■ **Stored records**
══════
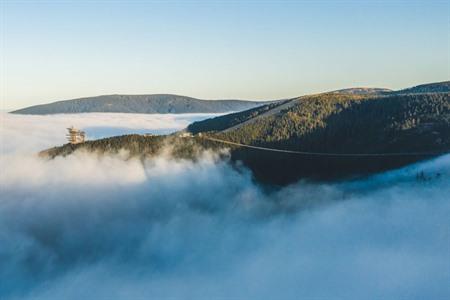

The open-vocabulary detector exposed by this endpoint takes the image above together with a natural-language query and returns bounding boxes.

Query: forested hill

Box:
[13,94,267,115]
[188,92,450,184]
[394,81,450,94]
[43,89,450,185]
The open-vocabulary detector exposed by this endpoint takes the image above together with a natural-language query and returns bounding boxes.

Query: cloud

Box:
[0,112,220,154]
[0,113,450,299]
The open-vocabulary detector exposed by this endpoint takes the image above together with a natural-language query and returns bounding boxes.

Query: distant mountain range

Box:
[43,82,450,185]
[12,81,450,115]
[12,94,268,115]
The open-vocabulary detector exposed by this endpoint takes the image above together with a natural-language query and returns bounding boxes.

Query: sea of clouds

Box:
[0,114,450,299]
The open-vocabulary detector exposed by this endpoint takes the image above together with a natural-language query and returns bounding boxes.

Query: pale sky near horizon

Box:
[0,0,450,109]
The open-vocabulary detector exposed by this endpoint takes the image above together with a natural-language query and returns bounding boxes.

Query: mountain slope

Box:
[12,94,267,115]
[395,81,450,94]
[187,93,450,184]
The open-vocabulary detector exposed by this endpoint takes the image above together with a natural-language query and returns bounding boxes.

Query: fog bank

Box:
[0,113,450,299]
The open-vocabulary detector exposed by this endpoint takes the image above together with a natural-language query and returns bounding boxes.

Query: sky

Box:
[0,0,450,109]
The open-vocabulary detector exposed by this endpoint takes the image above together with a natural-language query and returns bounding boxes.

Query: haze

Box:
[0,1,450,109]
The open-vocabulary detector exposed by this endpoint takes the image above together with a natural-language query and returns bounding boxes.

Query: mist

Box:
[0,114,450,299]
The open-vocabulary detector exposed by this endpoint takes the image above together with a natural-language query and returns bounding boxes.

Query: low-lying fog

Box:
[0,114,450,300]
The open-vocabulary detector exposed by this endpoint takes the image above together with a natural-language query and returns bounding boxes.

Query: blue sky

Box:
[0,1,450,109]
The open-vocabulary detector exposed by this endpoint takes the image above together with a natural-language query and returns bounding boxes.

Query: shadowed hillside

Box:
[39,82,450,185]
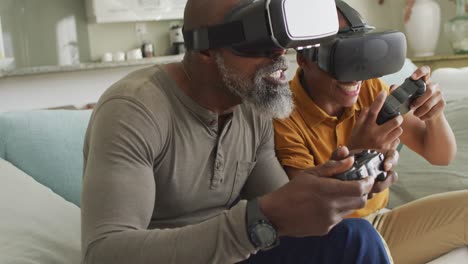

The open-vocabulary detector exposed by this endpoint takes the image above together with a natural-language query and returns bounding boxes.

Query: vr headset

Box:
[183,0,338,57]
[299,0,406,82]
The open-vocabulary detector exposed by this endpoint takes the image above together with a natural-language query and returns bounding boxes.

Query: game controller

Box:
[377,78,426,125]
[334,150,387,181]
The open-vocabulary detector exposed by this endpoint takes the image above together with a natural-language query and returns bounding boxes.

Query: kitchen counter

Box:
[0,54,184,78]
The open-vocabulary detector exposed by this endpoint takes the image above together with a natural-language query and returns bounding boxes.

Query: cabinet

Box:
[86,0,187,23]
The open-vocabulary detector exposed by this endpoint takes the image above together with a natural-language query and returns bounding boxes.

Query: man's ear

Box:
[296,52,307,68]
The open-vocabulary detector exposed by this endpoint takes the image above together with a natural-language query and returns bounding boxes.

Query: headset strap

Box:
[335,0,367,31]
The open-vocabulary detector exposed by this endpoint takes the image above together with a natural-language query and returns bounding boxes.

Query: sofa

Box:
[0,60,468,264]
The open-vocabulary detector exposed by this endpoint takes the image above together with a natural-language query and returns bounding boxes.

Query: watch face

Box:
[250,222,277,248]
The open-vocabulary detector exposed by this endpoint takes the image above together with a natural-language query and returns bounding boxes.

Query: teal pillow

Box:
[0,110,91,206]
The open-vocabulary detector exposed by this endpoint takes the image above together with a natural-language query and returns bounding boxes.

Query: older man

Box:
[82,0,397,263]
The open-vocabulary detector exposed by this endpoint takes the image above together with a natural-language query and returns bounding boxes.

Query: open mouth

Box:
[338,82,361,96]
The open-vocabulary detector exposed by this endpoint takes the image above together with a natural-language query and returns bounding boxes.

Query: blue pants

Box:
[240,219,390,264]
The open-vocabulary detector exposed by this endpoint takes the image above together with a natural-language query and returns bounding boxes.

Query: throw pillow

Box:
[0,159,81,264]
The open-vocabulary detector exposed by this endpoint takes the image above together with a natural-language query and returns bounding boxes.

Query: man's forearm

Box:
[83,201,255,264]
[424,114,457,165]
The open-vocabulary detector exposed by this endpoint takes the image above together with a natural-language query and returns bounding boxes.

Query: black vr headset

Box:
[299,0,406,82]
[183,0,338,57]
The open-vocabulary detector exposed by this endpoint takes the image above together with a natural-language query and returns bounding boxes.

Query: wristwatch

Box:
[246,198,279,250]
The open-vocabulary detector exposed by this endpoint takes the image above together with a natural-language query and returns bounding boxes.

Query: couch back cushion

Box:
[0,110,91,206]
[389,97,468,208]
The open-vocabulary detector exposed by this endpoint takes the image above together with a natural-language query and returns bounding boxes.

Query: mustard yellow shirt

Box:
[274,69,389,217]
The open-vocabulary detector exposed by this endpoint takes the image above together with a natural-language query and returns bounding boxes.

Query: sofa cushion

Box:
[431,67,468,102]
[0,159,81,264]
[389,97,468,208]
[0,110,91,205]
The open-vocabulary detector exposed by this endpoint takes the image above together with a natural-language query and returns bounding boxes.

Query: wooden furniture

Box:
[410,54,468,71]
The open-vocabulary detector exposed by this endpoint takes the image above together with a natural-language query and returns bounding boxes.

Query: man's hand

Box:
[259,147,374,237]
[411,66,445,121]
[348,91,403,150]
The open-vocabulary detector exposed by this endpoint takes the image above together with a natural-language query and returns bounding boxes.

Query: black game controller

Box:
[377,78,426,125]
[334,150,387,181]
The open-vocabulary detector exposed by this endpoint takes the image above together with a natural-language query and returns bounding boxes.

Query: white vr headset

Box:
[183,0,338,57]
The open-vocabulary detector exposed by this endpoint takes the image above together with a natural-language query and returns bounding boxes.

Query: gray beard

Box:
[215,53,294,118]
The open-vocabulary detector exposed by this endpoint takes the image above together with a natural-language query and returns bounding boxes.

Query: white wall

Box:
[346,0,455,57]
[0,66,148,112]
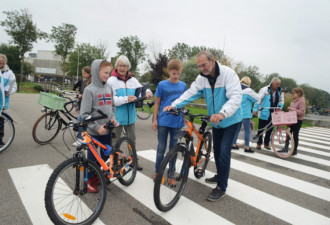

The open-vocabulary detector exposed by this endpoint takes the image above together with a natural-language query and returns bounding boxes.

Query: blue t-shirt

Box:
[155,80,187,128]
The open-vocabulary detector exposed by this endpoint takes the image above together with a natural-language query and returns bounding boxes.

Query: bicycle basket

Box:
[38,92,66,110]
[272,111,297,125]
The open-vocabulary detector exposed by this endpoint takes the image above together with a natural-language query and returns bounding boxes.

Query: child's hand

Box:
[110,119,119,127]
[98,124,107,135]
[152,120,158,132]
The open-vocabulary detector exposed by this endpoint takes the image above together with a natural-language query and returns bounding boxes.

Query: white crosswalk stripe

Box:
[9,128,330,225]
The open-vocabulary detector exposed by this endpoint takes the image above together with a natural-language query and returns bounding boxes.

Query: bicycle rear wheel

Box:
[45,157,107,225]
[114,137,137,186]
[154,144,191,212]
[194,132,212,178]
[32,112,62,145]
[271,127,294,158]
[0,113,15,153]
[136,103,151,120]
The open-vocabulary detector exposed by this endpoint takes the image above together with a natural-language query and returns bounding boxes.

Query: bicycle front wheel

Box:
[0,113,15,153]
[136,103,151,120]
[154,144,191,212]
[45,157,107,225]
[194,132,212,178]
[114,137,137,186]
[271,126,294,158]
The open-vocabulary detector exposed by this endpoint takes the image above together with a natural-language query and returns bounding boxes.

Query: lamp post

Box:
[77,48,79,82]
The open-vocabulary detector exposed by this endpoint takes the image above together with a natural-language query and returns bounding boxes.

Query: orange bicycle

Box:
[45,111,137,225]
[154,109,212,212]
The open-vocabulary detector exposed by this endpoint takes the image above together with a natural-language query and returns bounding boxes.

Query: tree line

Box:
[0,9,330,108]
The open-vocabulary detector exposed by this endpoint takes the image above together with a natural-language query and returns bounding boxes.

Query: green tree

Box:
[180,57,200,87]
[148,53,169,86]
[0,9,47,88]
[68,43,106,77]
[49,23,77,84]
[0,44,20,74]
[117,36,147,74]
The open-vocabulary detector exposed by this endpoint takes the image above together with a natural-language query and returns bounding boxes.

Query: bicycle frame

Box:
[82,131,133,178]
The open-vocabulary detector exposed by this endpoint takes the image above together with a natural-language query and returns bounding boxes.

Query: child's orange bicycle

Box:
[45,111,137,225]
[154,110,212,212]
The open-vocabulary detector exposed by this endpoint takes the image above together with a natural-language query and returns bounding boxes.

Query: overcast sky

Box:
[0,0,330,92]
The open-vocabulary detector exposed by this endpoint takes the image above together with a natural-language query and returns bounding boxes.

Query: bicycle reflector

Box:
[63,213,77,220]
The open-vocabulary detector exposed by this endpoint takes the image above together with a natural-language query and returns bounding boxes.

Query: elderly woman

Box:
[253,77,284,150]
[232,76,260,153]
[0,54,17,145]
[107,55,152,170]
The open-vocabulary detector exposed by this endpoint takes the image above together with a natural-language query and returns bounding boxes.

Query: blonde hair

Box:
[241,76,251,87]
[291,87,304,97]
[167,59,183,71]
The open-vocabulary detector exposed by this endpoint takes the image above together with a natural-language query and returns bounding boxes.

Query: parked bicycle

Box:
[0,108,15,153]
[32,92,75,145]
[253,107,297,159]
[154,110,212,212]
[45,111,137,225]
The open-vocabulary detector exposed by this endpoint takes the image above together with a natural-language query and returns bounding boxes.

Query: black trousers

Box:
[290,120,302,151]
[257,116,273,145]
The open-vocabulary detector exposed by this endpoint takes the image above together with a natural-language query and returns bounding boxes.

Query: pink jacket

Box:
[290,97,306,120]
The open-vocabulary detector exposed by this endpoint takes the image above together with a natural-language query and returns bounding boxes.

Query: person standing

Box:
[152,59,187,185]
[107,55,152,170]
[232,76,260,153]
[253,77,284,150]
[288,87,306,155]
[163,51,242,201]
[0,54,17,145]
[80,59,117,193]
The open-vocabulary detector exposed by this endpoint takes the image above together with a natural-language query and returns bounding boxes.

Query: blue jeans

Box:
[212,123,238,191]
[155,126,181,173]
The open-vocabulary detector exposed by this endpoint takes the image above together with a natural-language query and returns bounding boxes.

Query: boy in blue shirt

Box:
[152,59,187,185]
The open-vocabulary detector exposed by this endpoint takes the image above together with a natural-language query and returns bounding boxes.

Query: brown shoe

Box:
[264,145,271,150]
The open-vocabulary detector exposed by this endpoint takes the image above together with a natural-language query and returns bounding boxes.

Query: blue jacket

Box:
[172,62,242,128]
[107,69,152,125]
[241,84,260,119]
[253,85,284,120]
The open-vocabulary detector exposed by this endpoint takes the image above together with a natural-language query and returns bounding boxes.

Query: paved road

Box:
[0,94,330,225]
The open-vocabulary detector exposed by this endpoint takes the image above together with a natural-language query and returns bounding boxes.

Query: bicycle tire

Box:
[115,137,137,186]
[32,112,62,145]
[194,132,212,179]
[154,143,191,212]
[136,103,151,120]
[45,157,107,225]
[271,127,294,159]
[0,113,15,153]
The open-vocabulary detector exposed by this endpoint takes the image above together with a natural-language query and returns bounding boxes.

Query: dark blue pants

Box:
[212,123,238,191]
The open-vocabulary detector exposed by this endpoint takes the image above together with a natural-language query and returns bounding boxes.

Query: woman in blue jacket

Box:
[232,76,260,153]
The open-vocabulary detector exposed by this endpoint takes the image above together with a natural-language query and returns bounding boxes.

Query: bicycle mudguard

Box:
[1,111,14,122]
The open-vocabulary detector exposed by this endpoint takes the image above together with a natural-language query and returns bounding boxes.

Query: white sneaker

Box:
[72,138,81,147]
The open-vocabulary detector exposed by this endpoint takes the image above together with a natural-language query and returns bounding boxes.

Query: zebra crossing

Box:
[9,127,330,225]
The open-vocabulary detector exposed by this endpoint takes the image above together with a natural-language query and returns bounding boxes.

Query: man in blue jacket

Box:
[253,77,284,150]
[164,51,242,201]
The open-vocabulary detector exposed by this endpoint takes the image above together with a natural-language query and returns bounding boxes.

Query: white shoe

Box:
[72,138,81,147]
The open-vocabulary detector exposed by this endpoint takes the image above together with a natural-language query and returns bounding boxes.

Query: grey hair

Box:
[270,77,281,83]
[115,55,131,70]
[196,50,214,61]
[0,54,8,65]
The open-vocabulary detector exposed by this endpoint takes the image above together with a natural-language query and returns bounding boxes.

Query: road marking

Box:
[8,164,104,225]
[138,150,330,225]
[114,166,233,225]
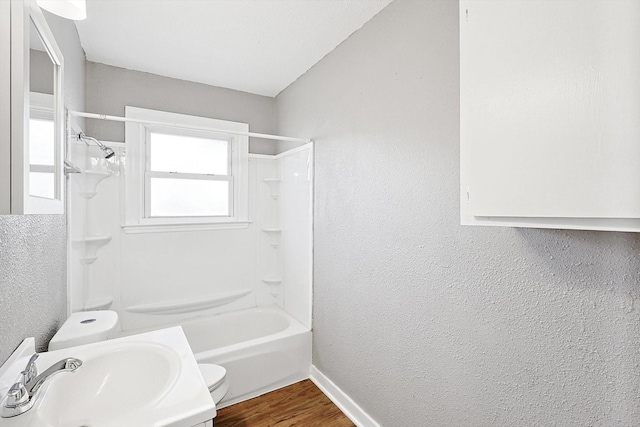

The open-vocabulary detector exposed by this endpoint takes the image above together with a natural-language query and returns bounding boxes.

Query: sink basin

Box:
[0,327,215,427]
[39,344,179,427]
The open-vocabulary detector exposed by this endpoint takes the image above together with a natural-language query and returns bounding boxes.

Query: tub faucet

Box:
[0,353,82,418]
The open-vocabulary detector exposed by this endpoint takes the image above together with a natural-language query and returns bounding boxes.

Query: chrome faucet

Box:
[0,353,82,418]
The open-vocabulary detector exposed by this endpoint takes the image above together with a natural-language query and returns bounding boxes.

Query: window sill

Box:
[122,221,251,234]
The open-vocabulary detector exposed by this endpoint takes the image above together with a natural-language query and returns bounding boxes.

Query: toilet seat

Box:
[198,363,229,404]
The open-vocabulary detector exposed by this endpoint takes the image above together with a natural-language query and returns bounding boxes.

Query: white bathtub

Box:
[121,306,311,408]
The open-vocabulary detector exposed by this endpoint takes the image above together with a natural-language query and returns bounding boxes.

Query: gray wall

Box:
[0,12,85,363]
[29,49,53,95]
[86,62,276,154]
[276,0,640,427]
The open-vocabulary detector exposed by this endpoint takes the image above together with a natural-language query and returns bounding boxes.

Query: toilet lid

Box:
[198,363,227,391]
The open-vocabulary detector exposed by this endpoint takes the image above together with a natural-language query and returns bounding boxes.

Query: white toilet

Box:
[49,310,229,405]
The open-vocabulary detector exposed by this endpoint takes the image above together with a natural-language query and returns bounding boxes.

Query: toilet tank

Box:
[49,310,120,351]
══════
■ **WORK TO DO**
Locate every line in the data that contains the string "child" and copy each one. Case counts.

■ **FINAL ANSWER**
Query: child's hand
Query: child's orange bicycle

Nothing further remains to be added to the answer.